### WRITTEN INSTRUCTION A
In the Markov spam filter thread, rewrite the part that opens with the words containing "step 1 : first" and closes with "train it accordingly.", changing "rhyme and meter" to "rhyme and rhythm".
### WRITTEN INSTRUCTION B
Translate this sentence from the Markov spam filter thread into Spanish: "You can easily define many categories and train it accordingly."

### SELECTED PASSAGE
****
Slashdot Mirror


Seeking Prior Art on Markov-Based SPAM Filters?

Theovon asks: "One of today's hot topics seems to be SPAM filtering. I have wanted very much to make my own contribution to this, but I have been thwarted by a patent. Probably before Paul Graham began working on his Bayesian SPAM filter, I began work on a Markov-model based filter. Things were going well until I posted to the usenet about it, and got this Google Groups response. This usenet post describes a Mitsubishi patent issued in 2000, US Patent #6,112,021. One of the key aspects of my design was that I would train the Markov model with both positive and negative examples. This patent is spot-on what I'm doing, because it deals specifically with the idea of using negative examples in Markov models to filter, among other things, 'inappropriate web content.' Well, the patent looks like a good one, assuming they really developed this idea. I mean, of course, I would think it's a good idea; I came up with it too, and it works very well. (Then again, I also thought it was 'obvious')..."

"Not too long ago, I was discussing it with a co-worker who has a degree in Electrical Engineering. She had taken an AI class in college which mentioned the idea of negative examples for Markov models, and this was well before the year 2000. The bottom line is that I think I have a great idea that could potentially add to our collective arsenal against the ever-growing SPAM problem. I would very much like to work on it and publish it under GPL, but before I can do this, I have to protect my self against the patent and the large pocketbook of Mitsubishi.

I'm not asking for legal advice. I have already consulted an attorney, and it was suggested that I should remove the SourceForge project, which I have done. I also attempted to contact the EFF (no luck so far). I'm asking for those of you out there who are familiar with this sort of thing to help me to find verifiable prior art that dates from before the 2000 patent. I would very much like to share with the world my ideas and the code I have written, but this is standing in our way."

2 of 36 comments (clear)

  1. Andrei by Trusty+Penfold · · Score: 3, Interesting


    Andrei Markov himself used his models to filter text. Not e-mails obviously, but poetry.

    He would both write and solicit poetry and he devised what are now know as markov models to assess poetry for aesthetic quality. Sounds like a silly idea now, but this was in the Victorian era when science and maths were blossoming. It was believed that everything could be measured and quantified; even philosophical qualities such as 'goodness' of poetry.

    So,

    step 1 : first search for rhyme and meter.
    step 2 : then search for spamlike characteristics.

  2. Re:Markov Models, Negative Reward, Negative Exampl by crisco · · Score: 3, Interesting
    One Bayesian email filter bills itself as more than just a spam filter but an general email classification system. You can easily define many categories and train it accordingly.

    I don't know enough about MDP to know if this is feasible work but it may move the scope of the solution far enough away from the patent to allow the submitter to continue his work.

    --

    Bleh!
****
(Image boundary annotation data)

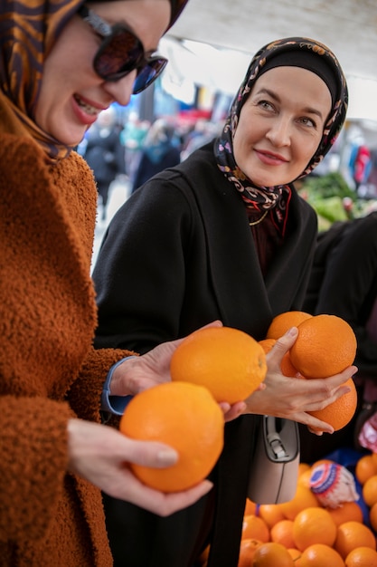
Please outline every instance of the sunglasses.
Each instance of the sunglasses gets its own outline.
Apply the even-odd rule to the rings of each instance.
[[[143,43],[125,24],[110,25],[92,10],[80,6],[78,14],[103,38],[93,60],[96,73],[104,81],[119,81],[132,71],[137,75],[133,94],[141,92],[161,74],[167,63],[165,57],[146,57]]]

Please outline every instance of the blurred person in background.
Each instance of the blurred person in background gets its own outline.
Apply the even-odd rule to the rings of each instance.
[[[358,408],[352,421],[320,438],[300,428],[301,457],[311,462],[340,447],[360,448],[362,425],[377,409],[377,212],[335,223],[319,234],[303,308],[313,315],[337,315],[351,325],[359,369]]]
[[[149,120],[140,120],[137,112],[130,112],[120,132],[120,139],[125,149],[126,173],[131,186],[149,128]]]
[[[180,162],[181,154],[174,142],[174,127],[164,119],[157,119],[152,124],[143,142],[132,193],[156,173]]]
[[[125,153],[112,107],[99,113],[86,136],[83,153],[93,170],[97,190],[101,200],[101,220],[106,220],[108,190],[118,175],[125,173]]]
[[[152,178],[113,217],[93,271],[95,346],[147,352],[217,318],[259,341],[274,316],[300,310],[317,217],[294,181],[332,148],[347,101],[342,69],[325,45],[286,38],[261,48],[220,135]],[[294,329],[278,341],[268,355],[266,389],[226,424],[210,476],[214,491],[170,518],[106,497],[117,564],[193,567],[210,543],[208,567],[237,567],[256,414],[332,433],[307,411],[348,391],[343,384],[356,370],[316,380],[284,377],[281,358],[296,337]],[[153,534],[147,543],[146,533]]]

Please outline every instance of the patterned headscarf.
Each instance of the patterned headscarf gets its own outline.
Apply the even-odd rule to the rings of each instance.
[[[297,56],[297,52],[305,53],[306,56],[301,57],[301,53]],[[286,62],[284,62],[285,59]],[[215,157],[218,167],[240,191],[247,208],[251,211],[263,212],[276,207],[274,212],[278,222],[284,216],[285,203],[289,200],[289,185],[256,187],[252,180],[246,177],[235,161],[233,138],[241,108],[256,81],[265,70],[284,64],[304,67],[316,72],[326,82],[330,90],[333,107],[325,125],[322,139],[316,153],[305,170],[297,177],[297,179],[313,171],[320,163],[334,145],[344,122],[348,104],[348,91],[344,75],[334,53],[325,45],[305,37],[288,37],[278,40],[265,45],[254,55],[233,100],[222,132],[215,142]],[[252,128],[252,124],[250,124],[250,128]],[[280,214],[279,207],[282,209]]]
[[[174,24],[187,0],[170,0]],[[34,122],[43,62],[83,0],[0,1],[0,119],[12,130],[32,136],[52,160],[69,155]],[[3,118],[2,118],[3,117]]]

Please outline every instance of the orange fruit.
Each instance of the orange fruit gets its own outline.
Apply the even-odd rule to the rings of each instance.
****
### WRITTEN ANSWER A
step 1 : first search for rhyme and rhythm.
    step 2 : then search for spamlike characteristics.

  2. Re:Markov Models, Negative Reward, Negative Exampl by crisco · · Score: 3, Interesting
    One Bayesian email filter bills itself as more than just a spam filter but an general email classification system. You can easily define many categories and train it accordingly.

### WRITTEN ANSWER B
Puedes definir fácilmente muchas categorías y entrenarlo en consecuencia.